▶ [What you need to do]:
Repetition must be exact and must stop with the line bearing "positive clicks: (455, 422)". It begins at the first line of the records and includes no pictures.

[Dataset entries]
▽
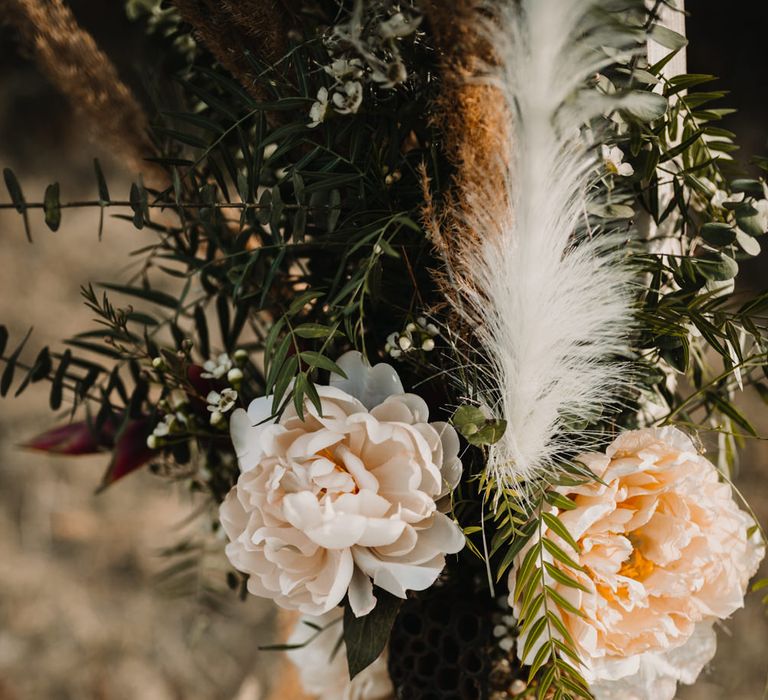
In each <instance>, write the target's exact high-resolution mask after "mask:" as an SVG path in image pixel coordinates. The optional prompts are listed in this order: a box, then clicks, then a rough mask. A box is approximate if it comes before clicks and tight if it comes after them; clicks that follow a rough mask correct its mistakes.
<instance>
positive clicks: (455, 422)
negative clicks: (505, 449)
mask: <svg viewBox="0 0 768 700" xmlns="http://www.w3.org/2000/svg"><path fill="white" fill-rule="evenodd" d="M451 422H452V423H453V425H454V427H455V428H456V430H458V431H459V434H461V435H463V436H464V437H465V438H466V440H467V442H468V443H469V444H470V445H475V446H476V447H479V446H481V445H493V444H494V443H496V442H498V441H499V440H501V438H502V436H503V435H504V431H505V430H506V428H507V422H506V421H505V420H495V419H491V418H488V417H487V416H486V415H485V414H484V413H483V412H482V411H481V410H480V409H479V408H477V407H476V406H460V407H459V408H458V409H456V412H455V413H454V414H453V418H451Z"/></svg>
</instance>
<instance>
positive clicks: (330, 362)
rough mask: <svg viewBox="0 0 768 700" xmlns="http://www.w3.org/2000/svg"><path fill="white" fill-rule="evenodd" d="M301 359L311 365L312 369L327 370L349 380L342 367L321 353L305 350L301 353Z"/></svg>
mask: <svg viewBox="0 0 768 700" xmlns="http://www.w3.org/2000/svg"><path fill="white" fill-rule="evenodd" d="M301 359H302V360H304V362H306V363H307V364H308V365H309V367H310V369H315V368H317V369H325V370H328V371H329V372H331V373H333V374H338V375H339V376H340V377H342V378H344V379H346V378H347V375H346V374H345V373H344V370H343V369H341V367H339V366H338V365H337V364H336V363H335V362H334V361H333V360H331V359H330V358H328V357H326V356H325V355H321V354H320V353H319V352H314V351H311V350H305V351H304V352H302V353H301Z"/></svg>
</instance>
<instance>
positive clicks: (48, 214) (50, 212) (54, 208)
mask: <svg viewBox="0 0 768 700" xmlns="http://www.w3.org/2000/svg"><path fill="white" fill-rule="evenodd" d="M43 209H44V212H45V223H46V224H47V225H48V228H49V229H51V231H58V230H59V226H60V225H61V203H60V202H59V183H58V182H54V183H53V184H52V185H48V187H46V188H45V197H44V199H43Z"/></svg>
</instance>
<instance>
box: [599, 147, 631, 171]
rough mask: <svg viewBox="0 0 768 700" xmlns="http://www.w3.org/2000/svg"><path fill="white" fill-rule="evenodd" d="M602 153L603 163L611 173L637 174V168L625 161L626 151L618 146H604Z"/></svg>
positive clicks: (605, 168)
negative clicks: (621, 149) (611, 146)
mask: <svg viewBox="0 0 768 700" xmlns="http://www.w3.org/2000/svg"><path fill="white" fill-rule="evenodd" d="M602 155H603V165H604V166H605V170H606V172H607V173H608V174H609V175H618V176H619V177H631V176H632V175H634V174H635V169H634V168H633V167H632V165H631V164H630V163H625V162H624V153H623V152H622V150H621V149H620V148H619V147H618V146H613V147H611V146H603V147H602Z"/></svg>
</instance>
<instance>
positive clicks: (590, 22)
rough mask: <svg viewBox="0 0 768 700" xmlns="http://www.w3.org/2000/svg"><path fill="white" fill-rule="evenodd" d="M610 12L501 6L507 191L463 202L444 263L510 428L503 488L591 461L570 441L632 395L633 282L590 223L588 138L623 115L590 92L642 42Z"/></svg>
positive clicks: (577, 4)
mask: <svg viewBox="0 0 768 700" xmlns="http://www.w3.org/2000/svg"><path fill="white" fill-rule="evenodd" d="M601 5H604V3H602V2H597V1H596V0H519V1H518V2H509V3H504V4H503V5H502V4H501V3H497V4H496V5H494V7H495V8H496V12H494V13H493V14H494V21H493V24H492V25H489V29H487V31H488V32H489V38H490V41H491V43H492V44H493V48H494V52H495V54H496V57H497V60H498V67H497V69H492V71H493V73H494V76H495V77H494V78H493V80H494V84H495V85H496V86H497V87H498V89H499V90H501V92H502V93H503V95H504V97H505V99H506V103H507V105H508V108H509V113H510V120H511V124H510V127H509V130H508V151H507V152H506V153H503V154H501V156H500V158H501V161H502V162H503V163H504V168H505V169H506V171H507V190H506V192H504V193H502V194H501V196H500V195H499V193H498V192H497V193H490V192H480V191H475V192H468V193H466V194H465V201H464V202H463V203H462V204H463V206H462V211H463V213H464V221H465V224H466V226H467V228H468V230H470V231H473V232H475V234H476V236H475V238H474V239H473V241H472V243H471V245H466V246H464V247H463V249H462V250H461V251H460V253H459V256H458V264H457V265H453V266H452V264H451V262H450V261H449V263H448V267H449V270H448V274H449V275H453V277H454V279H455V284H456V285H457V294H456V296H455V298H454V299H452V300H449V301H450V302H451V303H452V304H453V305H454V306H455V307H456V311H457V312H458V313H459V314H461V315H463V317H464V318H465V319H471V320H472V321H473V323H474V324H476V328H475V330H474V335H475V338H476V341H477V342H478V343H479V345H480V352H481V353H482V355H483V356H484V357H485V358H486V360H487V362H488V363H489V365H490V367H489V369H488V370H487V371H484V372H483V373H482V375H481V378H480V380H479V381H480V384H481V386H479V387H476V389H477V390H478V393H479V395H480V398H481V400H482V401H483V402H484V403H485V404H486V406H487V408H488V409H490V411H491V412H492V413H493V414H494V415H495V416H496V417H498V418H503V419H504V420H506V421H507V429H506V432H505V434H504V436H503V437H502V439H501V440H500V441H499V442H498V443H496V444H495V445H493V446H492V447H491V451H490V457H489V469H490V472H491V474H492V475H493V476H495V477H496V478H497V479H498V480H499V482H500V483H501V484H502V485H504V486H510V485H512V484H515V483H517V482H519V481H520V480H523V479H530V478H532V477H544V478H546V477H547V476H548V475H550V474H551V473H552V470H553V469H554V467H555V461H556V457H558V456H562V455H564V454H565V455H568V454H570V455H573V454H574V453H575V452H577V451H580V450H582V449H584V448H589V447H590V446H591V445H590V442H592V441H593V439H594V436H593V437H592V438H590V435H589V434H587V433H584V432H582V433H581V434H579V435H578V436H577V437H576V438H574V437H573V430H571V426H573V425H577V424H589V423H590V422H592V421H594V420H595V418H596V417H598V416H599V415H600V414H601V413H602V412H603V411H604V409H605V408H606V407H608V406H611V405H614V406H615V404H616V402H617V399H618V397H619V396H620V395H621V388H622V385H624V384H625V383H626V381H627V376H626V367H625V366H622V364H621V362H617V361H616V357H617V356H620V355H622V354H625V353H626V346H627V340H626V339H627V336H628V333H629V330H630V328H631V325H632V311H631V301H630V294H631V291H630V288H631V284H632V273H631V272H630V271H629V270H628V269H627V267H626V266H625V264H624V260H623V257H622V253H621V249H622V247H621V245H619V244H618V243H619V241H617V239H616V236H615V235H611V234H609V233H606V232H598V231H589V227H588V224H587V214H586V212H587V210H588V209H590V207H591V206H593V205H595V204H598V203H599V202H598V201H595V200H596V198H598V197H599V196H600V191H601V189H602V188H598V187H594V186H593V185H594V181H595V179H596V172H597V169H598V167H599V165H600V164H599V163H598V158H599V150H600V149H599V144H596V143H595V142H594V138H588V137H587V136H585V134H587V133H590V132H589V130H588V129H584V127H585V125H587V124H589V123H590V121H591V120H592V119H593V118H595V117H599V116H601V115H602V114H604V112H605V110H606V108H608V109H609V111H610V109H612V108H615V105H613V106H610V105H608V103H607V102H606V100H607V99H608V98H605V97H603V96H600V95H598V94H597V93H596V92H595V91H593V90H591V89H585V87H586V85H587V82H588V79H589V78H590V77H591V76H594V75H595V74H596V73H597V72H599V71H600V70H601V68H604V67H605V65H606V64H608V63H611V62H612V61H613V60H615V56H616V53H615V50H623V49H624V48H625V47H626V46H629V45H631V44H632V42H633V41H634V42H635V45H636V39H637V37H636V36H635V37H632V35H631V34H627V33H625V32H624V31H623V30H622V29H621V28H618V27H617V25H615V24H611V23H606V22H605V17H604V16H603V17H600V16H599V15H597V14H594V11H596V10H598V9H599V6H601ZM606 47H608V50H606ZM612 50H613V51H612ZM611 53H612V55H613V57H614V58H613V59H611V58H608V56H609V54H611ZM616 99H619V98H616ZM632 99H633V100H634V101H635V102H636V101H637V100H638V99H639V98H638V96H637V95H633V97H632ZM634 106H637V105H634ZM590 140H591V141H592V142H591V143H590Z"/></svg>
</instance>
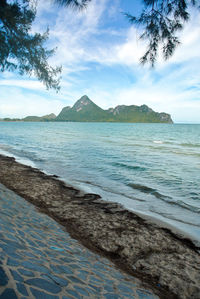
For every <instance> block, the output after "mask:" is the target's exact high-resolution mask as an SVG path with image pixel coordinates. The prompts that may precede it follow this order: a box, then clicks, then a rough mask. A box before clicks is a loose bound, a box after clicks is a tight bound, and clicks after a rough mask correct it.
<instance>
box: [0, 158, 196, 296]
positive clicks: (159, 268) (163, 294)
mask: <svg viewBox="0 0 200 299" xmlns="http://www.w3.org/2000/svg"><path fill="white" fill-rule="evenodd" d="M77 175H78V174H77ZM0 182H1V183H2V184H4V185H5V186H6V187H7V188H9V189H11V190H13V191H15V192H16V193H17V194H19V195H20V196H22V197H23V198H25V199H26V200H28V201H30V202H31V203H33V204H34V205H35V206H37V207H38V208H39V210H40V211H42V212H44V213H46V214H48V215H50V216H51V217H53V218H54V219H55V220H56V221H58V222H59V223H61V224H62V225H63V226H64V227H65V228H66V230H67V231H68V232H69V233H70V234H71V236H72V237H74V238H76V239H78V240H79V241H81V243H82V244H84V245H85V246H86V247H88V248H89V249H92V250H93V251H96V252H98V253H99V254H102V255H105V256H107V257H109V258H110V259H111V260H112V261H114V262H115V264H117V265H118V266H119V267H120V268H122V269H124V270H125V271H127V272H128V273H130V274H132V275H134V276H135V277H138V278H140V279H142V281H143V282H144V284H146V285H148V286H150V287H151V288H152V289H153V290H154V292H155V293H156V294H158V295H159V296H160V298H181V299H182V298H183V299H184V298H196V299H199V298H200V255H199V253H198V248H197V247H195V245H194V244H193V243H192V242H191V241H190V240H189V239H183V238H181V237H180V236H178V235H175V234H174V233H172V232H171V231H169V230H168V229H166V228H161V227H159V226H157V225H156V224H151V223H149V222H147V221H146V220H144V219H142V218H141V217H139V216H137V215H136V214H134V213H132V212H130V211H128V210H126V209H125V208H123V207H122V206H121V205H119V204H117V203H111V202H105V201H103V200H101V199H100V196H99V195H96V194H84V193H83V192H81V191H80V190H77V189H75V188H73V187H72V186H67V185H66V184H65V183H64V182H62V181H60V180H59V179H58V178H57V177H56V176H51V175H46V174H44V173H43V172H41V171H39V170H38V169H36V168H32V167H30V166H26V165H22V164H20V163H18V162H16V161H15V159H14V158H11V157H5V156H2V155H0Z"/></svg>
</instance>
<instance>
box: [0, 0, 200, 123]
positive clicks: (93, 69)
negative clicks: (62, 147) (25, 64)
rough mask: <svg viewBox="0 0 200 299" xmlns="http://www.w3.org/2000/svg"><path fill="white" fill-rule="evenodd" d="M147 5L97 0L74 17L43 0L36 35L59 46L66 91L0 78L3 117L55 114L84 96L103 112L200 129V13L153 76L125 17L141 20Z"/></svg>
mask: <svg viewBox="0 0 200 299" xmlns="http://www.w3.org/2000/svg"><path fill="white" fill-rule="evenodd" d="M140 2H141V1H140V0H136V1H132V0H131V1H130V0H114V1H113V0H93V1H92V2H91V3H90V4H89V6H88V7H87V9H86V10H84V11H81V12H80V11H74V10H72V9H70V8H63V7H59V6H56V5H55V4H53V1H48V0H46V1H42V0H38V8H37V18H36V20H35V22H34V25H33V28H32V30H33V32H38V31H39V32H44V31H45V30H46V28H47V26H48V27H49V29H50V36H49V40H48V44H47V46H48V47H49V48H54V47H57V50H56V53H55V55H54V56H53V57H52V58H51V59H50V61H49V62H50V64H51V65H54V66H55V65H62V69H63V71H62V80H61V90H60V92H59V93H56V92H55V91H54V90H46V88H45V86H43V85H42V83H41V82H39V81H37V79H36V78H34V77H31V78H30V77H27V76H20V75H18V74H17V73H11V72H4V73H0V118H3V117H12V118H13V117H20V118H21V117H25V116H27V115H37V116H42V115H46V114H50V113H55V114H56V115H57V114H58V113H59V112H60V111H61V109H62V108H63V107H65V106H72V105H73V104H74V103H75V102H76V101H77V100H78V99H79V98H80V97H81V96H83V95H85V94H86V95H88V97H89V98H90V99H91V100H92V101H94V102H95V103H96V104H97V105H99V106H100V107H101V108H103V109H107V108H110V107H115V106H117V105H123V104H125V105H142V104H146V105H148V106H149V107H150V108H152V109H154V110H155V111H157V112H167V113H170V114H171V116H172V119H173V120H174V122H177V123H179V122H180V123H200V13H199V12H197V11H195V10H192V11H191V19H190V21H189V22H188V23H187V24H186V25H185V28H184V30H183V31H182V32H181V33H180V41H181V45H180V46H179V47H178V48H177V50H176V52H175V54H174V55H173V56H172V57H171V58H170V59H169V60H168V61H163V60H162V59H161V57H159V59H158V62H157V64H156V66H155V68H154V69H152V68H151V67H149V66H141V65H140V64H139V59H140V57H141V56H142V55H143V53H144V52H145V42H142V41H141V40H140V39H139V36H140V31H139V30H140V29H139V28H136V27H135V26H131V25H130V24H129V22H128V20H127V19H126V17H125V16H124V14H123V12H129V13H132V14H134V15H137V14H138V13H139V12H140V10H141V3H140Z"/></svg>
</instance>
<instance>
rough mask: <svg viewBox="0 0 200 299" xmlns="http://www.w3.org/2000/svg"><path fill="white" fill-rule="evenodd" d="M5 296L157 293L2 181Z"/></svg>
△
▶ [Written answer]:
In each <instance>, write the target's exact high-resolution mask after "mask:" as an SVG path in image pixel coordinates. The optional prompts are listed in this order: a box, then clicks, then a rough mask. A box is approximate if it comes before clicks and tight if it comes after them; clicks that follow a rough mask correct its mistakes.
<instance>
positive clicks: (455, 422)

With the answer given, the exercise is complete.